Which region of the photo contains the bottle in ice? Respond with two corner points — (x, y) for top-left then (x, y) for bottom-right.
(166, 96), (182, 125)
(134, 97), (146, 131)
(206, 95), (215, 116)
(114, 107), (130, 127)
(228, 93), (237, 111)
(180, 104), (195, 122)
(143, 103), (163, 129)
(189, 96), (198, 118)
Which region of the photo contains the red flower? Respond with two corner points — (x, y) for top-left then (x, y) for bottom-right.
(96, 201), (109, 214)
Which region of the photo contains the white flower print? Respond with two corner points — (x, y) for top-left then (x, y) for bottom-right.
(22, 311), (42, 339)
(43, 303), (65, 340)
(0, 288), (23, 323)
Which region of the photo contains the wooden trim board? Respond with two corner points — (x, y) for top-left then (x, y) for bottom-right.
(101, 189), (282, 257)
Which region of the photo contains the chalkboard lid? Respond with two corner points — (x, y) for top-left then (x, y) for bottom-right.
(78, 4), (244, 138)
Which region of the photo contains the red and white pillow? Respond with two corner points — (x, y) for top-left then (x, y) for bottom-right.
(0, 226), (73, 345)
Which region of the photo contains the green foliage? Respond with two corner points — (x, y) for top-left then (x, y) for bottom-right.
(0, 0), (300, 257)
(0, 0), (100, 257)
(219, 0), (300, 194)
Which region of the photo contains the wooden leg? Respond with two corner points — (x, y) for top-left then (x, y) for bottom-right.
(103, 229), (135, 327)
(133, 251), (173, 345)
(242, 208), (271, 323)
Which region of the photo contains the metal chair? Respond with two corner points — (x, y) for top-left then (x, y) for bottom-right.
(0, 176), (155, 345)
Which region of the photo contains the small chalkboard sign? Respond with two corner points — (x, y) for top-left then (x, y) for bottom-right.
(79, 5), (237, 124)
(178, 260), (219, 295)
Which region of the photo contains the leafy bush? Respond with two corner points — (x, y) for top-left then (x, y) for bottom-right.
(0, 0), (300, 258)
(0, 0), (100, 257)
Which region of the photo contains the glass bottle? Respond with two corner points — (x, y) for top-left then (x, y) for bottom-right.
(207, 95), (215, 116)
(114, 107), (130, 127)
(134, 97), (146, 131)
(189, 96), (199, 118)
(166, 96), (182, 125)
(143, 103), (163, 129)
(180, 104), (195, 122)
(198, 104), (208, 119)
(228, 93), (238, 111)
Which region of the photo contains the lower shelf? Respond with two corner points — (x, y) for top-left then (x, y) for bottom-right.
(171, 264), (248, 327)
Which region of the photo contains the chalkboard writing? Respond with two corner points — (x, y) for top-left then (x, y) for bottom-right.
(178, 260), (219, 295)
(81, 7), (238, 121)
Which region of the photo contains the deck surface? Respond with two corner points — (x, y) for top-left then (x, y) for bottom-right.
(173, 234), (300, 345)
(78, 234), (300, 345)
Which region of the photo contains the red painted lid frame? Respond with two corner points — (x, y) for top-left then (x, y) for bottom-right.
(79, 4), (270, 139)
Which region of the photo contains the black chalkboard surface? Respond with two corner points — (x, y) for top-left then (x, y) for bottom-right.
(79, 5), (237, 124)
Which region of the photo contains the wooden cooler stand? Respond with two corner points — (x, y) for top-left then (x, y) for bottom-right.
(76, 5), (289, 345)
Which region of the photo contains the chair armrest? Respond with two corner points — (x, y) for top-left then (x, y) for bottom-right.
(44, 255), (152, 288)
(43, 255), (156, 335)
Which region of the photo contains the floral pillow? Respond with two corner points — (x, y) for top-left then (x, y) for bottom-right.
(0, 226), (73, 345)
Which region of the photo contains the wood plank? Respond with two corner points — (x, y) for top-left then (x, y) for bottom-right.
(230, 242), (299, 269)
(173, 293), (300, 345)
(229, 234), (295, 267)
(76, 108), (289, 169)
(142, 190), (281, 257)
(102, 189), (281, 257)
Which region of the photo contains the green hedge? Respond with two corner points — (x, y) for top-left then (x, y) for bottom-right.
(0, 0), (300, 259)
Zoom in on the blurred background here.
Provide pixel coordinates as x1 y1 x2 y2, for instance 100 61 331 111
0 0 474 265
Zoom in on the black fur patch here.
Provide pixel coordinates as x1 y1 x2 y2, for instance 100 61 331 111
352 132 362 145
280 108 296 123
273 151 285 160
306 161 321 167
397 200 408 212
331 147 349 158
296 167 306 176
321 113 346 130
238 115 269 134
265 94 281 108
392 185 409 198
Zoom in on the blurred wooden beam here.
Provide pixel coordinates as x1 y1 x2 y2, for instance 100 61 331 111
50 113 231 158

========================================================================

-- TASK BRIEF --
Reproduce the listing above line for line, without changing anything.

-- REPLY --
Which region of the photo contains the bottle in ice? Respond with two corner points — (x, y) for top-left then (x, y) for bottom-right.
(166, 96), (182, 125)
(134, 97), (146, 131)
(206, 95), (215, 116)
(114, 107), (130, 127)
(228, 93), (237, 111)
(180, 104), (195, 122)
(143, 103), (163, 129)
(189, 96), (198, 118)
Which region of the photo contains the red flower? Respond with two corner points — (x, y) for top-left then (x, y) for bottom-right.
(96, 201), (109, 214)
Which region of the photo contains the white flower print? Respond with two corner points — (x, y) for top-left then (x, y) for bottom-right.
(22, 311), (42, 339)
(43, 303), (65, 340)
(0, 288), (23, 323)
Which region of the photo contains the wooden trim board? Respond with two corner points — (x, y) for top-left then (x, y) for bottom-right.
(101, 189), (282, 257)
Which region of the photo contains the chalkboard lid? Respond with two corner points — (x, y) for top-left then (x, y) for bottom-right.
(78, 4), (244, 138)
Which region of the photo contains the red and white pillow? Respond with two corner points — (x, y) for top-left then (x, y) for bottom-right.
(0, 226), (73, 345)
Which region of the photo contains the green foliage? Respond with two corner points — (x, y) for top-left then (x, y) for bottom-right.
(0, 0), (300, 257)
(0, 0), (100, 257)
(219, 0), (300, 194)
Which region of the photo contains the wooden leg? Respond with two corner points — (x, y) for top-left then (x, y) for bottom-right.
(103, 229), (135, 327)
(133, 251), (173, 345)
(242, 208), (271, 323)
Which region of the photo contains the metal chair? Respond with two corner points — (x, y) for top-left then (x, y) for bottom-right.
(0, 176), (155, 345)
Which region of the photo contains the small chalkboard sign? Respond with two corner points — (x, y) for top-left then (x, y) for bottom-right.
(79, 5), (237, 124)
(178, 260), (219, 295)
Which region of the photo contains the leafy bush? Respond with two corner points — (x, y) for top-left then (x, y) for bottom-right.
(0, 0), (300, 258)
(0, 0), (100, 257)
Which region of the photo contains the glass bottle? Respond with two corner points — (x, y) for top-left then (x, y) for bottom-right.
(207, 95), (215, 116)
(114, 107), (130, 127)
(134, 97), (146, 131)
(189, 96), (199, 118)
(166, 96), (182, 125)
(143, 103), (163, 129)
(180, 104), (195, 122)
(198, 104), (208, 119)
(228, 93), (238, 111)
Which region of the photo contains the lower shelf? Respond with two corner points — (x, y) for top-left then (x, y) for bottom-right.
(171, 264), (248, 327)
Which region of the photo contains the chalkboard writing? Respond with two corner points — (x, y) for top-left then (x, y) for bottom-right.
(178, 260), (219, 295)
(81, 7), (238, 121)
Which region of the photo contains the deck surface? Respond with two corner points — (x, y) for top-left then (x, y) for bottom-right.
(173, 234), (300, 345)
(78, 234), (300, 345)
Which region of the photo contains the red painted lid frame? Respond with two corner points — (x, y) for top-left then (x, y) for bottom-right.
(79, 4), (270, 139)
Which region of the photo contains the black chalkboard surface? Respond with two corner points — (x, y) for top-left then (x, y) for bottom-right.
(79, 5), (237, 124)
Which region of the photo contains the wooden cooler stand? Respond with two corner points — (x, y) for top-left then (x, y) for bottom-right.
(76, 5), (289, 345)
Which region of the photo contains the chair armrest? Respond with two corner points — (x, y) for top-left then (x, y) for bottom-right.
(44, 255), (152, 288)
(43, 255), (156, 335)
Which region of the photo contains the floral pillow? Respond with two corner points — (x, y) for top-left then (x, y) for bottom-right.
(0, 226), (73, 345)
Which region of the photo contains the wood plank? Respond with two corner points — (x, y) for top-left then (x, y) for bottom-right.
(230, 242), (299, 269)
(173, 293), (300, 345)
(229, 234), (295, 267)
(76, 108), (289, 169)
(142, 190), (281, 257)
(102, 189), (281, 257)
Which region of the photo contains the green hedge? Respond with two corner points — (x, y) for top-left then (x, y) for bottom-right.
(0, 0), (300, 259)
Zoom in on the blurred background here.
Provide pixel coordinates as x1 y1 x2 y2, for instance 100 61 331 111
0 0 474 265
Zoom in on the black fur patch here.
Provide pixel coordinates as x1 y1 x2 y2, for instance 100 61 331 111
352 132 362 145
280 108 296 123
273 151 285 160
306 161 321 167
397 200 408 212
331 147 349 158
296 167 306 176
321 113 346 130
238 115 269 134
265 94 281 108
392 185 409 198
Zoom in on the blurred wooden beam here.
Provide pixel coordinates as x1 y1 x2 y2, for instance 100 61 331 111
50 113 231 158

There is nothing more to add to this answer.